*** Opening of Selected excerpt ***

Friday 7 December 2007

Playing Ball With Publishers

Towards the end of October, I was alerted to a particular article of interest published in the subscription based magazine, Scientific American (Sci Am). I was unable to freely access it.

I contacted the leading author (*) to see if they would consider self archiving a copy in an Institutional Repository.

It transpired that Professor Aebischer (*) "has been President of the Ecole Polytechnique Fédérale of Lausanne (EPFL)in Switzerland for the past seven years".

The Swiss are OA compliant !!

A rather helpful Librarian at EPFL (David Aymonin) after a few weeks, managed to obtain express permission from Sci Am to archive a version of the article. This was done yesterday and I was provided with a note of the relevant url by David.

I have now been able to make a large (and growing) number of people potentially interested in reading the article aware of how to freely access it.

*** Close of Selected excerpt ***

_Requirement A:_ List every person and organization named in the blog post about playing ball with publishers.
_Requirement B:_ Reproduce the blog post about playing ball with publishers, from "It transpired that" down to "url by David.".
_Requirement C:_ Write the next part of the blog post about playing ball with publishers, picking up after its final sentence.

*** Opening of Data listing ***

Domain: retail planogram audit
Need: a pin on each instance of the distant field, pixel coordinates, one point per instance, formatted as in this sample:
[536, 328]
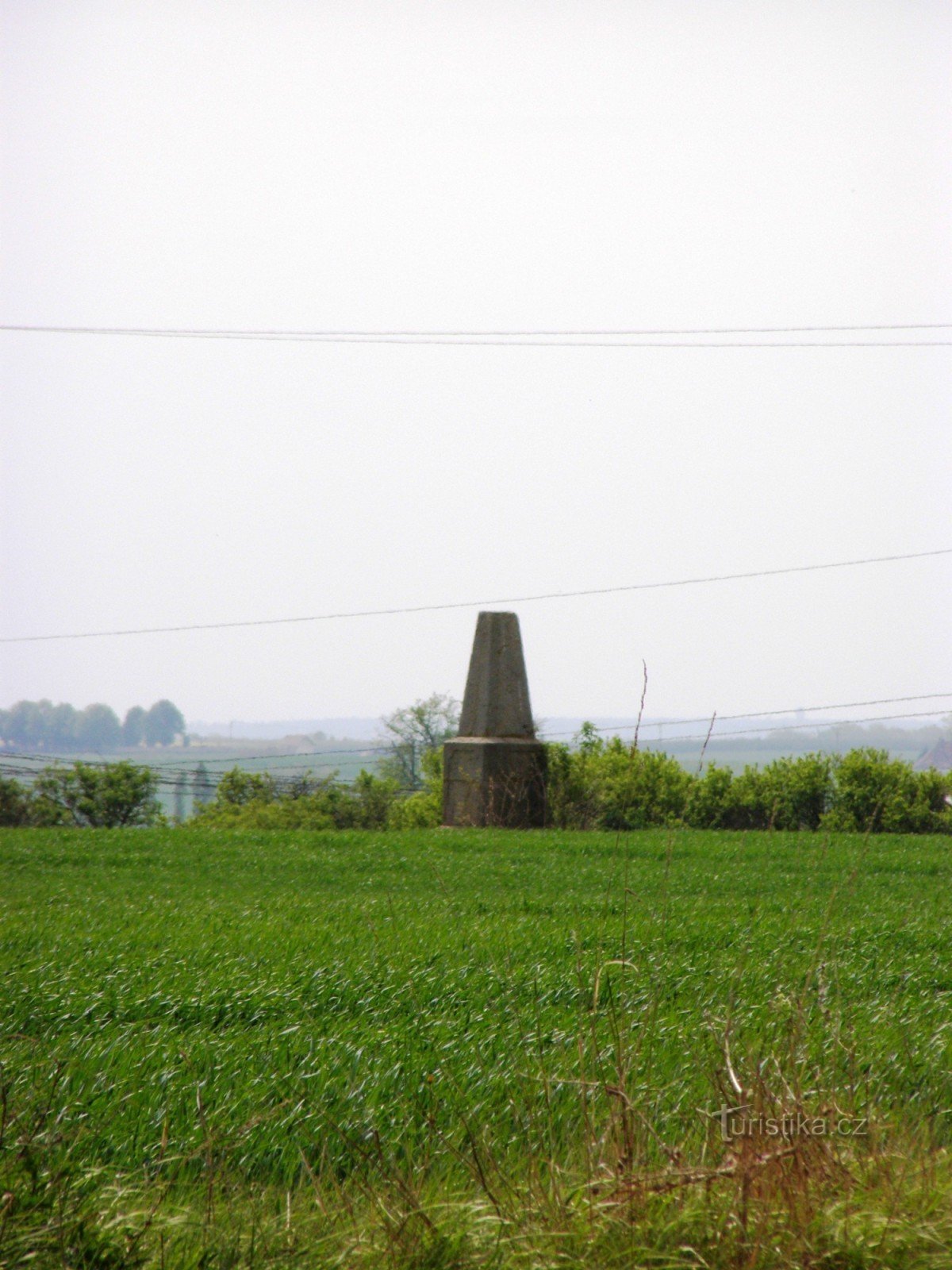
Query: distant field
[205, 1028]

*** Close of Data listing ***

_Response A:_
- Scientific American (Sci Am)
- Professor Aebischer
- Ecole Polytechnique Fédérale of Lausanne (EPFL)
- David Aymonin

_Response B:_
It transpired that Professor Aebischer (*) "has been President of the Ecole Polytechnique Fédérale of Lausanne (EPFL)in Switzerland for the past seven years".

The Swiss are OA compliant !!

A rather helpful Librarian at EPFL (David Aymonin) after a few weeks, managed to obtain express permission from Sci Am to archive a version of the article. This was done yesterday and I was provided with a note of the relevant url by David.

_Response C:_
"Playing Defense Against Lou Gehrig's Disease" can now be accessed via two methods:-

Open Access

and

Toll Access

--

The message here is that I would encourage people generally to where there is no mandate in place to do so, encourage individuals to archive their work regardless if it is published via the TA or OA model.

McDawg

2 comments:

Stevan Harnad said...

NOT ALL THAT GLITTERS...

Self-achiving your paper, free for all, in your institutional repository, immediately upon acceptance for publication is the (green) OA model!

(The most widespread misconception about OA is that OA = gold OA publishing only, or mainly...)

Unknown said...

Yes, I am fully aware of that, Stevan.